Selection
───

This is a new bill in Hawaii: HB426

Establishes standards of conduct for firearm industry members. Authorizes any person who has suffered harm because of a firearm industry member’s violation of the standards of conduct to bring a civil action. Authorizes the attorney general or any county attorney or public prosecutor to bring a civil action against a firearm industry member for violation of standards of conduct.

The devil is in the details and the details are how the State of Hawaii defines the standards of conduct.

“Firearm—related product” means a firearm, ammunition, a firearm precursor part, a firearm component, or a firearm 10 accessory that meets any of the following conditions:
(1) The item is sold, made, or distributed in the State;
(2) The item is intended to be sold or distributed in the State; or
(3) The item is or was possessed in the State and it was reasonably foreseeable that the item would be possessed in the State.

“Reasonable controls” means reasonable procedures, acts, or practices that are designed, implemented, and enforced to do the following:
(1) Prevent the sale or distribution of a firearm-related product to a straw purchaser, a firearm trafficker, a person prohibited from possessing a firearm under federal or state law, or a person who the firearm industry member has reasonable cause to believe is at substantial risk of using a firearm-related product to harm themselves or another or of possessing or using a firearm—related product unlawfully;
(2) Prevent the loss or theft of a firearm-related product from the firearm industry member; and
(3) Ensure that the firearm industry member complies with all provisions of federal or state law and does not otherwise promote the unlawful manufacture, sale, possession, marketing, or use of a firearm-related product.

───

Excerpted data
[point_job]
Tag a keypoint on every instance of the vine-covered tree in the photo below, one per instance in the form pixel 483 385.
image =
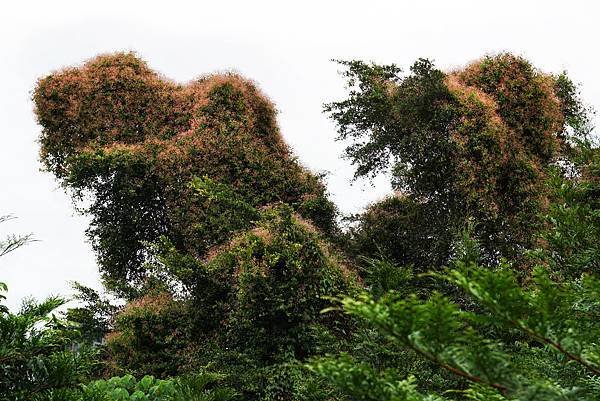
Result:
pixel 117 133
pixel 474 143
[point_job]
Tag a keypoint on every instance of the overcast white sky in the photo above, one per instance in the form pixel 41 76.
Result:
pixel 284 46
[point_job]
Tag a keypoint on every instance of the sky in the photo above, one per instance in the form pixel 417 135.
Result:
pixel 285 47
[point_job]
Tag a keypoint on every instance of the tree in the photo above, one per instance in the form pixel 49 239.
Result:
pixel 470 144
pixel 516 337
pixel 116 132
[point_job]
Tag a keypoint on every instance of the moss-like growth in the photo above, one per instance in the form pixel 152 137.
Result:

───

What is asked
• a. In the piece on Hawaii bill HB426, who besides a person harmed by a violation may bring a civil action against a firearm industry member?
• b. Write what comes next in the piece on Hawaii bill HB426, picking up after its last line.

Answers to the problems
• a. The attorney general or any county attorney or public prosecutor.

• b.
§134-B Firearm industry members; standards of conduct.
(a) It shall be a violation of this part for a firearm industry member to fail to comply with any requirement of this part.
(b) A firearm industry member shall:
(1) Establish, implement, and enforce reasonable controls;
(2) Take reasonable precautions to ensure that the firearm industry member does not sell, distribute, or provide to a downstream distributor a firearm-related product that is abnormally dangerous and likely to create an unreasonable risk of harm to public health and safety in the State; and
(3) Not engage in any conduct related to the sale or marketing of firearm—related products that is in violation of this chapter.
(c) For the purposes of this part, a firearm—related product shall not be considered abnormally dangerous and likely to create an unreasonable risk of harm to public health and safety based on a firearm’s inherent capacity to cause injury or lethal harm.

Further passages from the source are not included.